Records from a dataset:
=====

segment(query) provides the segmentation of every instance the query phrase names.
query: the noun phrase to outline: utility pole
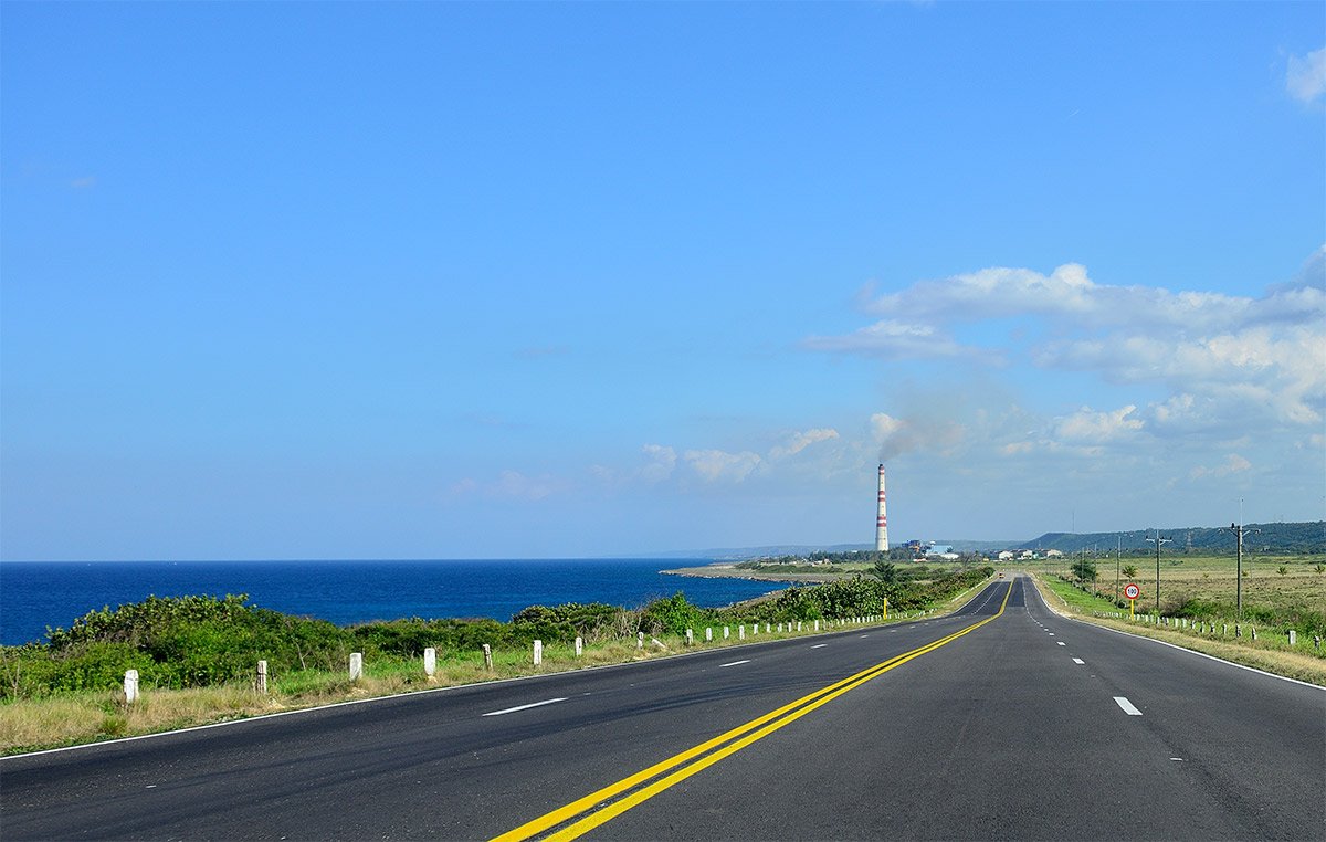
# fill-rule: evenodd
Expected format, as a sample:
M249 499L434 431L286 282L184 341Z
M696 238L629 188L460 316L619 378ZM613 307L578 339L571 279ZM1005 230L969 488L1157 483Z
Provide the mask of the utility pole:
M1156 617L1160 617L1160 545L1174 544L1174 541L1162 538L1159 529L1156 529L1156 537L1147 538L1147 541L1155 541L1156 545Z
M1123 536L1119 537L1119 545L1114 550L1114 605L1119 605L1119 570L1123 566Z
M1229 532L1238 540L1238 562L1235 566L1235 610L1238 619L1242 619L1242 537L1245 534L1261 534L1261 529L1244 529L1242 524L1229 524Z

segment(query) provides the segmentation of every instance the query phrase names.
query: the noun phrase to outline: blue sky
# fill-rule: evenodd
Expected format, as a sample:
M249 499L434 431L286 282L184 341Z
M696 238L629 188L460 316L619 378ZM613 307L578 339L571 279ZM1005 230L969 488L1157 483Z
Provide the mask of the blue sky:
M0 558L1326 509L1326 7L3 9Z

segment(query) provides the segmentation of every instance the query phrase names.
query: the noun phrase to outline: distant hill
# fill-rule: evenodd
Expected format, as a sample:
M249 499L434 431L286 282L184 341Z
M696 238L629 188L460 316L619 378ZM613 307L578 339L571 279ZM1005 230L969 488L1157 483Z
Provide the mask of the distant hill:
M1256 553L1326 553L1326 521L1307 521L1301 524L1245 524L1244 550ZM1260 534L1253 534L1260 529ZM1136 529L1132 532L1046 532L1030 541L975 541L971 538L930 538L935 544L951 545L959 553L964 552L998 552L1005 549L1040 549L1059 550L1063 553L1077 553L1082 549L1095 548L1099 552L1114 549L1120 537L1124 550L1155 549L1155 544L1148 542L1147 536L1155 536L1155 529ZM1170 538L1162 549L1164 553L1174 552L1201 552L1201 553L1233 553L1235 536L1228 526L1184 526L1162 528L1160 537ZM898 542L895 542L895 546ZM740 561L745 558L765 558L778 556L806 556L817 550L830 553L850 553L853 550L873 550L874 544L772 544L768 546L729 546L704 550L674 550L666 553L648 553L642 557L648 558L715 558L719 561Z
M1244 524L1244 550L1257 553L1326 553L1326 521L1302 524ZM1253 533L1260 530L1260 533ZM1155 537L1155 529L1136 532L1046 532L1038 538L1018 544L1025 549L1055 549L1063 553L1077 553L1083 549L1101 552L1115 549L1119 541L1124 550L1155 549L1147 537ZM1162 552L1233 553L1235 534L1229 526L1183 526L1160 529L1160 537L1168 538Z

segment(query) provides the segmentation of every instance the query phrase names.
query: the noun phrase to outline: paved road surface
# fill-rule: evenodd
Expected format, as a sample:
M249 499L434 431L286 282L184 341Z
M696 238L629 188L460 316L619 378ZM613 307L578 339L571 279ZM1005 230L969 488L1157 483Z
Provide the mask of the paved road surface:
M0 761L7 841L520 827L1326 839L1326 691L1061 619L1016 578L930 622Z

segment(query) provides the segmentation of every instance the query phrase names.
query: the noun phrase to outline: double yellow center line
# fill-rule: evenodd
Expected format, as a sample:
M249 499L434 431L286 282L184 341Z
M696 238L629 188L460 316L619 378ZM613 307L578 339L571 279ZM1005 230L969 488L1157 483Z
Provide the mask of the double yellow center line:
M740 752L757 740L762 740L784 725L794 723L819 705L827 704L845 692L861 687L870 679L879 678L884 672L900 667L908 660L920 658L927 652L932 652L941 646L952 643L965 634L976 631L1004 613L1004 607L1008 605L1008 598L1012 593L1013 583L1009 582L1008 591L1004 594L1004 602L1000 603L998 611L977 623L972 623L965 629L927 643L926 646L914 648L910 652L895 655L888 660L878 663L867 670L862 670L861 672L847 676L841 682L822 687L790 704L782 705L776 711L770 711L764 716L752 719L744 725L739 725L727 733L721 733L712 740L701 743L693 748L688 748L680 754L674 754L662 762L656 762L648 769L636 772L635 774L622 778L615 784L610 784L603 789L585 796L583 798L578 798L564 808L558 808L552 813L525 822L514 830L507 831L500 837L495 837L493 842L517 842L540 837L542 834L548 834L544 838L550 841L575 839L594 827L598 827L599 825L630 810L638 804L648 801L664 789L684 781L696 772L707 769L724 757ZM557 830L549 833L553 829Z

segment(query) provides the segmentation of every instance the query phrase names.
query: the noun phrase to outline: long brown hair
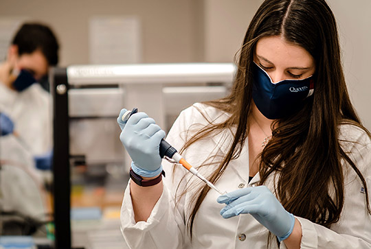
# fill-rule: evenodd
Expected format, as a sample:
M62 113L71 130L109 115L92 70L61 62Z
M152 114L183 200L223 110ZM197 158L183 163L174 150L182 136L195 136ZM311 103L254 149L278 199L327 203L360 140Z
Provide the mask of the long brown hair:
M183 150L216 130L236 127L228 152L209 177L214 183L229 163L239 156L249 133L255 45L260 38L269 36L281 36L311 54L316 64L315 86L313 95L304 101L300 110L273 122L272 139L260 155L260 184L279 171L276 191L286 210L328 227L339 220L344 205L341 160L344 160L364 186L366 206L371 214L365 178L340 145L339 126L350 123L371 136L350 102L335 19L324 0L266 0L262 3L245 36L230 94L205 102L229 113L230 117L222 123L210 123L199 130ZM201 187L199 194L194 197L188 222L191 236L196 214L209 190L207 186Z

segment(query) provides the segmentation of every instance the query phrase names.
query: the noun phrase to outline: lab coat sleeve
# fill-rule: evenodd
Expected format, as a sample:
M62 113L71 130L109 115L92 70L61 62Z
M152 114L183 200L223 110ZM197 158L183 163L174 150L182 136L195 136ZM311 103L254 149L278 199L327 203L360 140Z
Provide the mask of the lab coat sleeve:
M180 216L169 198L167 188L156 203L147 222L135 223L129 180L121 209L121 231L129 248L181 248L183 234Z
M359 128L348 128L348 134L361 133L356 139L350 139L354 142L344 143L342 147L362 173L371 197L371 142ZM327 228L297 217L302 230L301 248L371 248L371 215L368 213L362 182L348 163L344 163L343 167L346 169L344 205L339 220Z
M181 113L171 128L166 141L179 150L185 141L189 123L195 109L190 108ZM184 173L173 174L172 164L163 161L166 177L163 178L164 191L146 222L135 223L130 193L129 180L121 209L121 230L130 248L183 248L186 244L184 210L182 202L175 204L175 191Z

=====

_PROBLEM DESCRIPTION_. Rewrite the stretch of material from the start through the line containing "M1156 617L1160 617L1160", changing "utility pole" to "power pole" and keeping everything else unchanged. Leave the pictures out of your answer.

_COMPLETED EXERCISE_.
segment(query) provides the segmentation of every instance the query phrase names.
query: the noun phrase to outline: power pole
# fill-rule: evenodd
Expected format, as a sample:
M249 499L434 431L286 282L184 341Z
M696 238L629 188L460 316L619 378ZM613 307L578 339L571 279ZM1005 230L969 488L1157 483Z
Provide the mask of the power pole:
M1156 617L1160 617L1160 545L1174 544L1174 541L1162 538L1159 529L1156 529L1156 537L1147 538L1147 541L1155 541L1156 545Z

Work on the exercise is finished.